- **Document section**
Deanna Colton, Ph.D. Teaching Assistant Professor. Dr. Colton has five years of experience in teaching with a focus on microbiology courses but has also taught biology and anatomy and physiology. She is the instructor for Introduction to Microbiology (MICR 276) and will help with other courses such as Medical Microbiology and Immunology (MICR 300).

William E. Courchesne Ph.D., Associate Professor.  Courchesne lab research is focused on control of yeast proliferation and functions of a novel antifungal drug.

Liming Huang Ph.D., Research Assistant Professor.  Our research focuses on the design and synthesis of new fluorescent molecules that can be used in different sensing systems. In addition, we are interested inmolecular imprinting artificial antibodies, nanomaterial for bioimaging and biosensing, and organic solid materials.

Dorothy Hudig Ph.D., Professor.  Research in the Hudig laboratory focuses on cytotoxic mechanisms of natural killer (NK) lymphocytes. The NK cells eliminate cells infected with viruses or microbial pathogens and also destroy cancer cells. Current studies address serial killing and antibody-dependent cell-mediated cytotoxicity (ADCC) by NK lymphocytes and genetic engineering to increase NK cell killing of tumor cells and virally infected cells.

Kenneth W. Hunter Sc.D., Professor . The Hunter Laboratory investigates immunomodulating molecules derived from fungi and viruses. These microbially-derived molecules are being tested in immunodeficiency diseases, infectious diseases, and cancer.

- **What to do**
Decide whether each statement agrees with the faculty profiles, answering yes or no and quoting the words of the profiles that settle it. 1. Dr. Colton teaches Introduction to Microbiology (MICR 276). 2. The Courchesne lab studies the control of bacterial proliferation. 3. The Hunter Laboratory studies molecules that come from fungi and viruses.

- **Collected data**
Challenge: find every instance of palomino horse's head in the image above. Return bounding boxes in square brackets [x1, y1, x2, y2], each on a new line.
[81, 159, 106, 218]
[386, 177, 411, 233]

- **Response**
1. Yes: "She is the instructor for Introduction to Microbiology (MICR 276)"
2. No: "Courchesne lab research is focused on control of yeast proliferation"
3. Yes: "The Hunter Laboratory investigates immunomodulating molecules derived from fungi and viruses."